- Your goal -
Copy the records below word for word, starting at the line that contains "Flashcard — Front: Where is the white hazy" and ending at the line that contains "[0, 0, 1345, 317]", both lines included.
──────────────────────────────
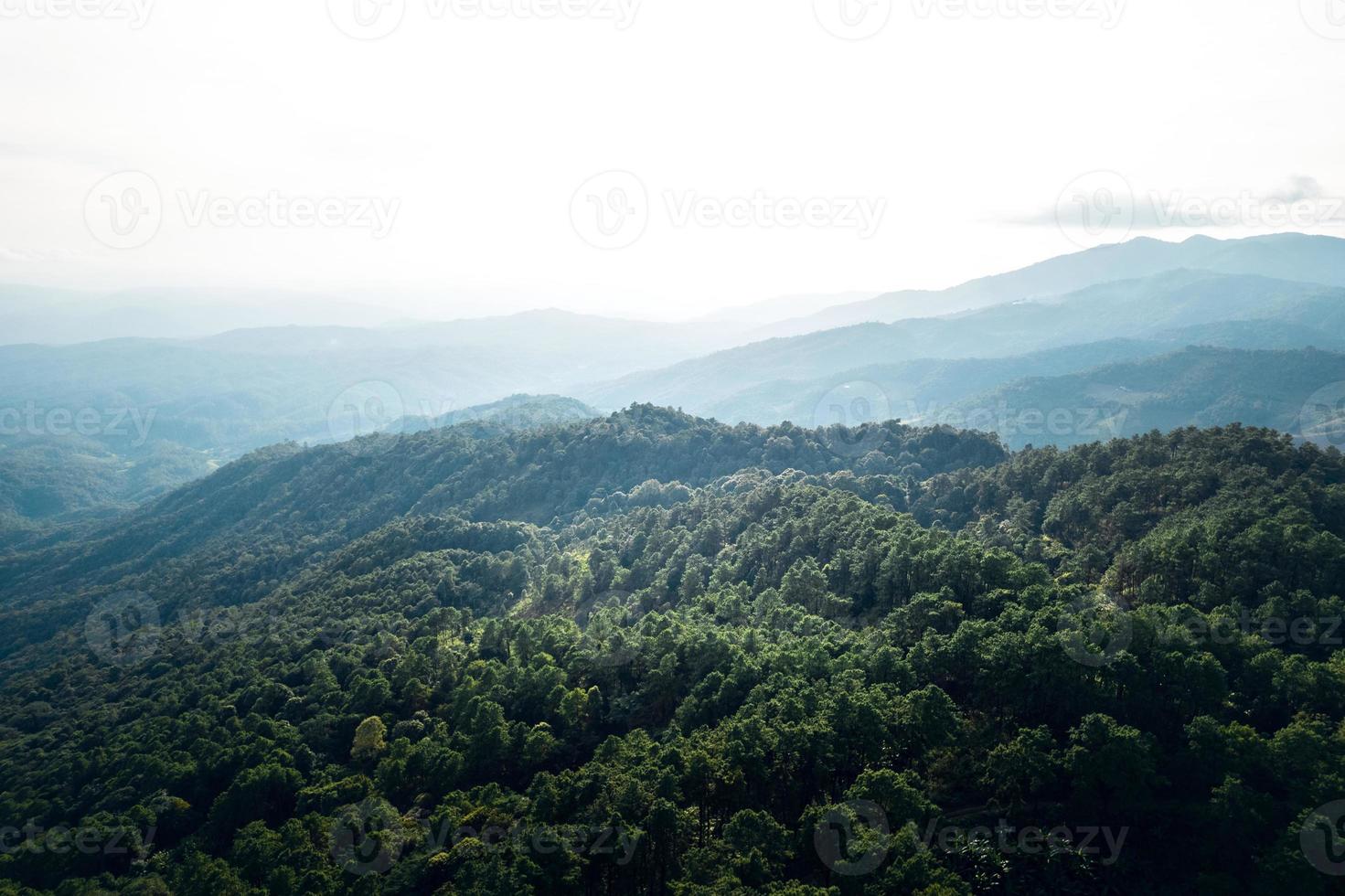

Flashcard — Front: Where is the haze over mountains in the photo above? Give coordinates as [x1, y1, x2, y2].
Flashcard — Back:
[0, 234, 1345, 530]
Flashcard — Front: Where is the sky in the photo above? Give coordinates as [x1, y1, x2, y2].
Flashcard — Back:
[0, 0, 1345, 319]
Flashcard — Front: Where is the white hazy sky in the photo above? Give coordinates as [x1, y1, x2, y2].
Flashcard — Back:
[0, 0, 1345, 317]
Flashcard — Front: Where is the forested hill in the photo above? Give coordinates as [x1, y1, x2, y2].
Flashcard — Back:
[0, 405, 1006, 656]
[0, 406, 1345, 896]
──────────────────────────────
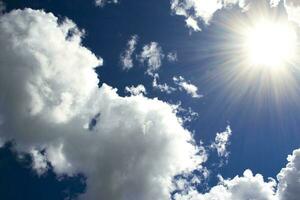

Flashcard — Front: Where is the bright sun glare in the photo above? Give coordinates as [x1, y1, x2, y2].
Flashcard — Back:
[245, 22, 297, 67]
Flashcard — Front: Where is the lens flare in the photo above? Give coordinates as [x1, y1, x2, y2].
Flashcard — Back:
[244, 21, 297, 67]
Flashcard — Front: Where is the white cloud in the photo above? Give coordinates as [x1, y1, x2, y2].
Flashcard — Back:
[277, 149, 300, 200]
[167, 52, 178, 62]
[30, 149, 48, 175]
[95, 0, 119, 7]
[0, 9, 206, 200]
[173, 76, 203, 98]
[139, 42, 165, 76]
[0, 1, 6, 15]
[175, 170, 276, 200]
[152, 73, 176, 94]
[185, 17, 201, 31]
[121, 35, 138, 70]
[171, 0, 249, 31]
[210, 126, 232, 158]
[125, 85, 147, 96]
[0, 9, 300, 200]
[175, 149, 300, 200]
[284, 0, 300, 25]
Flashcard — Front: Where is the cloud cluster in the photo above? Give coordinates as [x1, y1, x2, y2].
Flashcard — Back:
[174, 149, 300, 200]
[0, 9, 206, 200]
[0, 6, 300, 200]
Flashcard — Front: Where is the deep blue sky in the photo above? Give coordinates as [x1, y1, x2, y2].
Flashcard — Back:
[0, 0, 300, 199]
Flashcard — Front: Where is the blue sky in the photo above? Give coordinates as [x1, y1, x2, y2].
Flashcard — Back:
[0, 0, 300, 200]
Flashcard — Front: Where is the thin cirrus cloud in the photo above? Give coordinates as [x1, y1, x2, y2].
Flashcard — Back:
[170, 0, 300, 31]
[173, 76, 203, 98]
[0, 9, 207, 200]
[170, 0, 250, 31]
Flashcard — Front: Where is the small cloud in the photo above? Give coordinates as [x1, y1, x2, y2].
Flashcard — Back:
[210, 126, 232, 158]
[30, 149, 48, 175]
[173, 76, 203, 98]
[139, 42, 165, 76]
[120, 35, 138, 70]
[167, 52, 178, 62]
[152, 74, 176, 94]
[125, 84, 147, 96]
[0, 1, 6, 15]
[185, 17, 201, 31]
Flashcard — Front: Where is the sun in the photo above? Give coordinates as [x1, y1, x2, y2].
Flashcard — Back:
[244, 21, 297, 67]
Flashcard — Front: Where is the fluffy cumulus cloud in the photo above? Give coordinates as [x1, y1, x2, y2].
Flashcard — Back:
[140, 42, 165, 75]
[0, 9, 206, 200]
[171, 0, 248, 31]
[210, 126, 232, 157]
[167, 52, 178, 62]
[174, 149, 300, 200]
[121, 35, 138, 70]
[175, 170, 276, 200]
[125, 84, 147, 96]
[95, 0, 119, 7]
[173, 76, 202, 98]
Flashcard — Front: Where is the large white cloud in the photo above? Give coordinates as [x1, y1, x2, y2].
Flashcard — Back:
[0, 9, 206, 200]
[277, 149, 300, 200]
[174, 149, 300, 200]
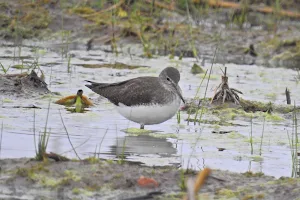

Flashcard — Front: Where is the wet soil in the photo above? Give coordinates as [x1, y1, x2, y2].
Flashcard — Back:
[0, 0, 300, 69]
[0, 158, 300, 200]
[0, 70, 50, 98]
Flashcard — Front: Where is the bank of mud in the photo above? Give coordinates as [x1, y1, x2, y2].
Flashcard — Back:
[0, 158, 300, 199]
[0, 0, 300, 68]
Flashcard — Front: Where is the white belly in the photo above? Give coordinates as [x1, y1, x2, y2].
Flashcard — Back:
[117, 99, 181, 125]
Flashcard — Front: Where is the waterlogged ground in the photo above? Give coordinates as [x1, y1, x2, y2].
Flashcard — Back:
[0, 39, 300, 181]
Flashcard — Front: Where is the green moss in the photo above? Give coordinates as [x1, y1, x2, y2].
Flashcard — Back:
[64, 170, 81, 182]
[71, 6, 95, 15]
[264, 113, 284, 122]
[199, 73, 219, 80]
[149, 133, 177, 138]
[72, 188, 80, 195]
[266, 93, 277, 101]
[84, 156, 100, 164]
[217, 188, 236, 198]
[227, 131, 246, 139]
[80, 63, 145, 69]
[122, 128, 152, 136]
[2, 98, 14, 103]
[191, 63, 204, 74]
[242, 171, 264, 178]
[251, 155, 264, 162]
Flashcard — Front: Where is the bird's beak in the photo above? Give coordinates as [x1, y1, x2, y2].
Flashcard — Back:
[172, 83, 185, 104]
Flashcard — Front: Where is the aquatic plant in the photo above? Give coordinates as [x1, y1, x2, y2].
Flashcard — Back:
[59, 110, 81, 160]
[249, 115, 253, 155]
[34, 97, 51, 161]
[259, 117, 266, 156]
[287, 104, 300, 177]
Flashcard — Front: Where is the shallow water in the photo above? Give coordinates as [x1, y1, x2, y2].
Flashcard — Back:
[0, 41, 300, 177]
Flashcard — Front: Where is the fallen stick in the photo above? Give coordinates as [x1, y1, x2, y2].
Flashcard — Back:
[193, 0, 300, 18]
──────────────────────────────
- Exercise output -
Flashcard — Front: Where is the white hazy sky in the photo above? Give coordinates as [x1, y1, x2, y2].
Flashcard — Back:
[0, 0, 1345, 317]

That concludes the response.